┌────────

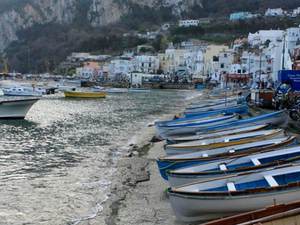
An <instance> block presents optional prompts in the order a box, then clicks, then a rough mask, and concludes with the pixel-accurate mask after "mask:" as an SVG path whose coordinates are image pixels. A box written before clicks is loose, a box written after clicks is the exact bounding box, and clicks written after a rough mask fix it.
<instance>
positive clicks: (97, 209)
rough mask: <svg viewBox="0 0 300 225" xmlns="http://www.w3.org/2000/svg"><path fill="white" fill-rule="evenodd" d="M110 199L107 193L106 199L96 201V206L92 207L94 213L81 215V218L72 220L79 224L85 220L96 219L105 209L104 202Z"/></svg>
mask: <svg viewBox="0 0 300 225" xmlns="http://www.w3.org/2000/svg"><path fill="white" fill-rule="evenodd" d="M107 200H108V195H105V197H104V199H103V200H102V201H100V202H97V203H96V206H95V207H94V208H92V213H91V214H90V215H87V216H84V217H81V218H79V219H76V220H74V221H73V222H72V225H78V224H80V223H81V222H83V221H86V220H91V219H94V218H95V217H96V216H98V214H99V213H101V212H102V211H103V206H102V205H103V204H104V203H105V202H106V201H107Z"/></svg>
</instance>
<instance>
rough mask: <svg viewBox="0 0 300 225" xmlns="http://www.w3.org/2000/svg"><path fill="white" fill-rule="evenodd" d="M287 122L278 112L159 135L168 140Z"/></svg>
mask: <svg viewBox="0 0 300 225" xmlns="http://www.w3.org/2000/svg"><path fill="white" fill-rule="evenodd" d="M286 121H287V117H286V111H285V110H281V111H278V112H272V113H267V114H263V115H259V116H254V117H250V118H246V119H241V120H235V121H229V122H226V123H221V124H216V125H211V126H207V127H205V126H203V125H199V126H197V125H195V126H193V127H180V128H177V129H173V130H167V131H165V132H164V133H162V134H160V137H162V138H164V139H169V138H170V137H172V136H177V135H193V134H196V133H198V132H203V133H205V132H206V133H208V132H213V131H217V130H224V129H227V128H234V127H237V126H242V125H243V126H245V127H246V126H253V125H260V124H269V125H280V124H282V123H284V122H286Z"/></svg>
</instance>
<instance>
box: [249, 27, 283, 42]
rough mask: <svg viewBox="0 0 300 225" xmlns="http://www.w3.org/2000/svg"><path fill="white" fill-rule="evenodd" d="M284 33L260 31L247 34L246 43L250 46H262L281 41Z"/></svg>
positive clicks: (277, 31) (272, 31) (273, 30)
mask: <svg viewBox="0 0 300 225" xmlns="http://www.w3.org/2000/svg"><path fill="white" fill-rule="evenodd" d="M284 34H285V31H283V30H260V31H257V32H256V33H253V34H252V33H249V35H248V43H249V44H250V45H252V46H257V45H262V44H265V43H267V42H277V41H282V40H283V38H284Z"/></svg>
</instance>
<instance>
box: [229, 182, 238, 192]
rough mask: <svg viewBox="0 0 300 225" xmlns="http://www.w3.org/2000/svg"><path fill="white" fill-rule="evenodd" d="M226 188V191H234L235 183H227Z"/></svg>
mask: <svg viewBox="0 0 300 225" xmlns="http://www.w3.org/2000/svg"><path fill="white" fill-rule="evenodd" d="M227 189H228V191H236V187H235V184H234V183H233V182H229V183H227Z"/></svg>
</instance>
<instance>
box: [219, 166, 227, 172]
mask: <svg viewBox="0 0 300 225" xmlns="http://www.w3.org/2000/svg"><path fill="white" fill-rule="evenodd" d="M219 169H220V170H221V171H227V170H228V169H227V167H226V165H225V164H220V165H219Z"/></svg>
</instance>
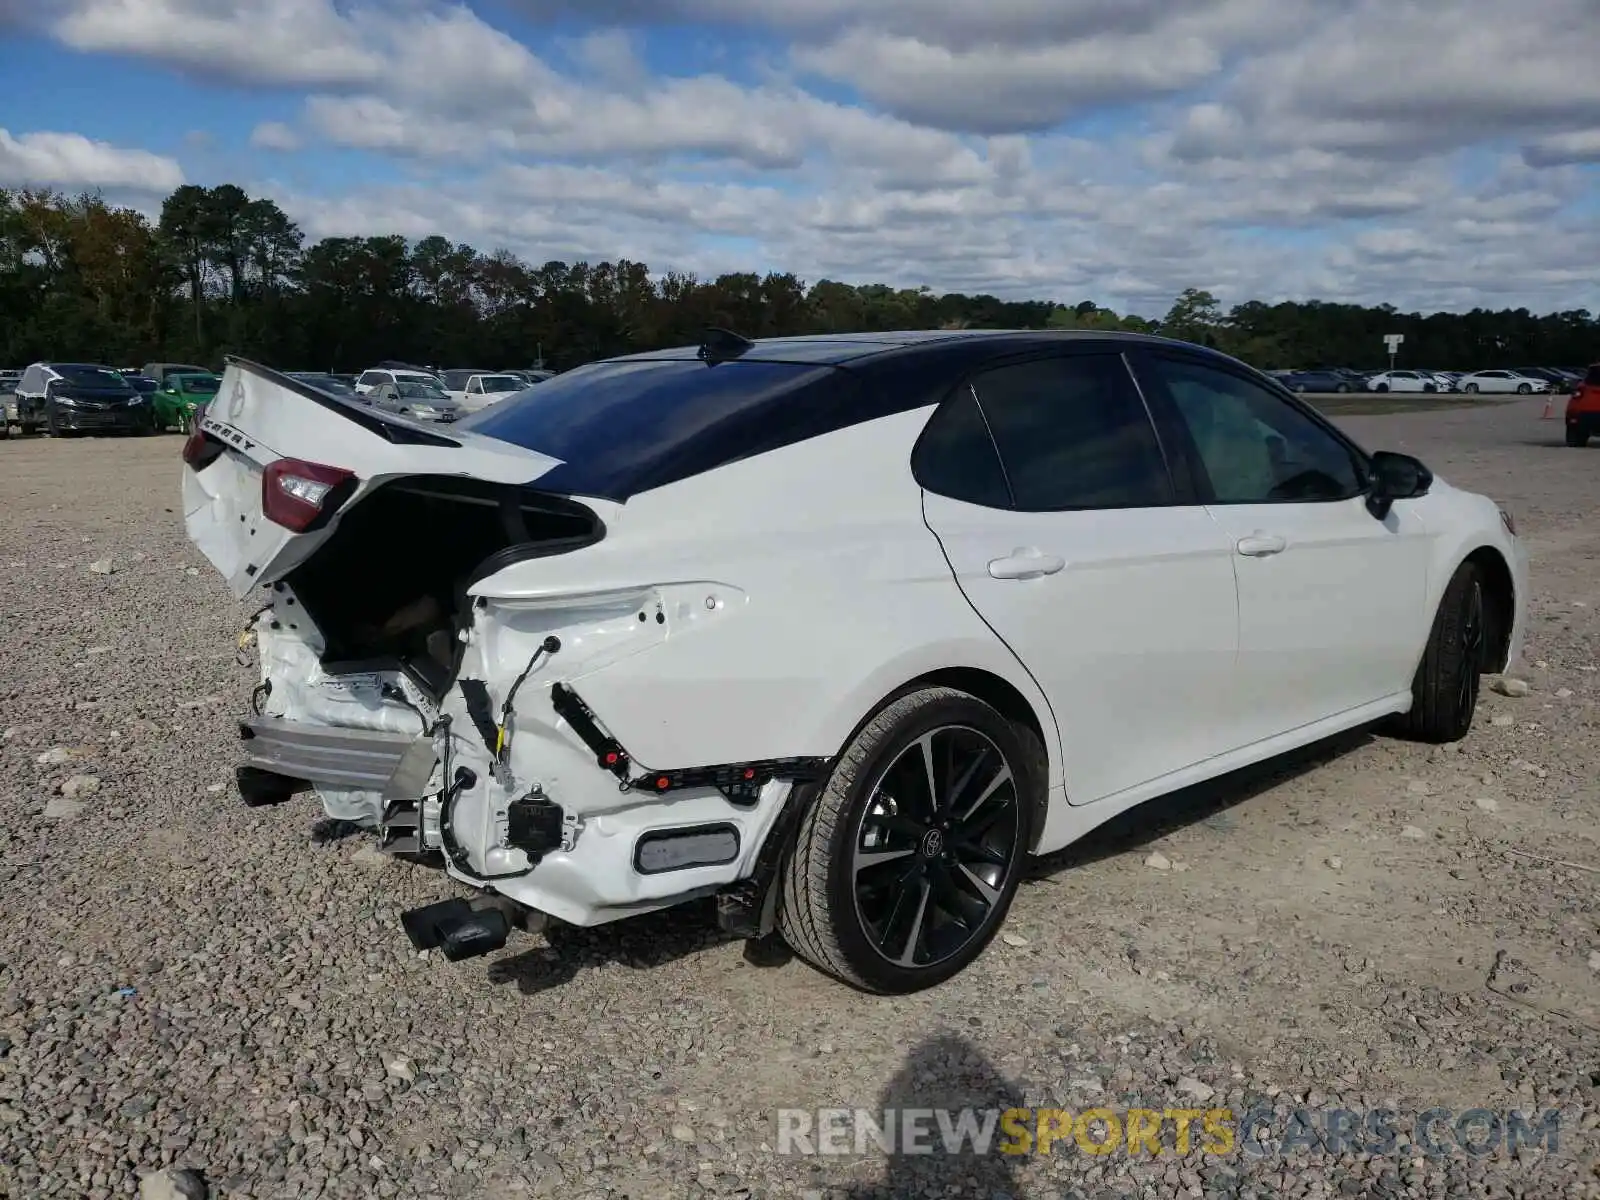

└────────

# EXERCISE PROMPT
An unchanged copy of the data, images excluded, is all that should be given.

# RESULT OF THIS TASK
An <instance> block presents optional prompts in the order a box, then clicks, then a rough mask, and concludes with the pixel-accurate mask after "mask:" as an SVG path whose coordinates are image pixels. A box written before clicks is loose, a box written after clicks is the exact bounding box, and clicks written after a rough mask fix it.
<instance>
positive clicks: (97, 209)
rough mask: <svg viewBox="0 0 300 225" xmlns="http://www.w3.org/2000/svg"><path fill="white" fill-rule="evenodd" d="M110 199L107 193L106 199L96 201V206L92 207L94 213L81 215V218L72 220L79 224L85 220L96 219L105 209L104 202Z"/></svg>
mask: <svg viewBox="0 0 300 225" xmlns="http://www.w3.org/2000/svg"><path fill="white" fill-rule="evenodd" d="M107 200H108V195H105V197H104V199H103V200H102V201H100V202H97V203H96V206H95V207H94V208H92V213H91V214H90V215H87V216H84V217H81V218H79V219H76V220H74V221H73V222H72V225H78V224H80V223H81V222H83V221H86V220H91V219H94V218H95V217H96V216H98V214H99V213H101V212H102V211H103V206H102V205H103V204H104V203H105V202H106V201H107Z"/></svg>
</instance>
<instance>
rough mask: <svg viewBox="0 0 300 225" xmlns="http://www.w3.org/2000/svg"><path fill="white" fill-rule="evenodd" d="M287 122L278 112L159 135L168 140Z"/></svg>
mask: <svg viewBox="0 0 300 225" xmlns="http://www.w3.org/2000/svg"><path fill="white" fill-rule="evenodd" d="M286 121H287V117H286V111H285V110H281V111H278V112H272V113H267V114H263V115H259V116H254V117H250V118H246V119H241V120H235V121H229V122H226V123H221V124H216V125H211V126H207V127H205V126H203V125H199V126H197V125H195V126H193V127H180V128H177V129H173V130H167V131H165V132H164V133H162V134H160V137H162V138H164V139H169V138H170V137H172V136H177V135H193V134H196V133H198V132H203V133H205V132H206V133H208V132H213V131H217V130H224V129H227V128H234V127H237V126H242V125H243V126H245V127H246V126H253V125H260V124H269V125H280V124H282V123H284V122H286Z"/></svg>
</instance>
<instance>
box: [249, 27, 283, 42]
rough mask: <svg viewBox="0 0 300 225" xmlns="http://www.w3.org/2000/svg"><path fill="white" fill-rule="evenodd" d="M284 33L260 31L247 34L246 43L250 46H262L281 41Z"/></svg>
positive clicks: (277, 31) (272, 31) (273, 30)
mask: <svg viewBox="0 0 300 225" xmlns="http://www.w3.org/2000/svg"><path fill="white" fill-rule="evenodd" d="M284 34H285V31H283V30H260V31H257V32H256V33H253V34H252V33H249V35H248V43H249V44H250V45H252V46H257V45H262V44H265V43H267V42H277V41H282V40H283V38H284Z"/></svg>
</instance>
<instance>
box: [229, 182, 238, 192]
rough mask: <svg viewBox="0 0 300 225" xmlns="http://www.w3.org/2000/svg"><path fill="white" fill-rule="evenodd" d="M226 188V191H234L235 183H227Z"/></svg>
mask: <svg viewBox="0 0 300 225" xmlns="http://www.w3.org/2000/svg"><path fill="white" fill-rule="evenodd" d="M227 189H228V191H236V187H235V184H234V183H233V182H229V183H227Z"/></svg>
</instance>
<instance>
box: [219, 166, 227, 172]
mask: <svg viewBox="0 0 300 225" xmlns="http://www.w3.org/2000/svg"><path fill="white" fill-rule="evenodd" d="M219 169H220V170H221V171H227V170H228V169H227V167H226V165H225V164H220V165H219Z"/></svg>
</instance>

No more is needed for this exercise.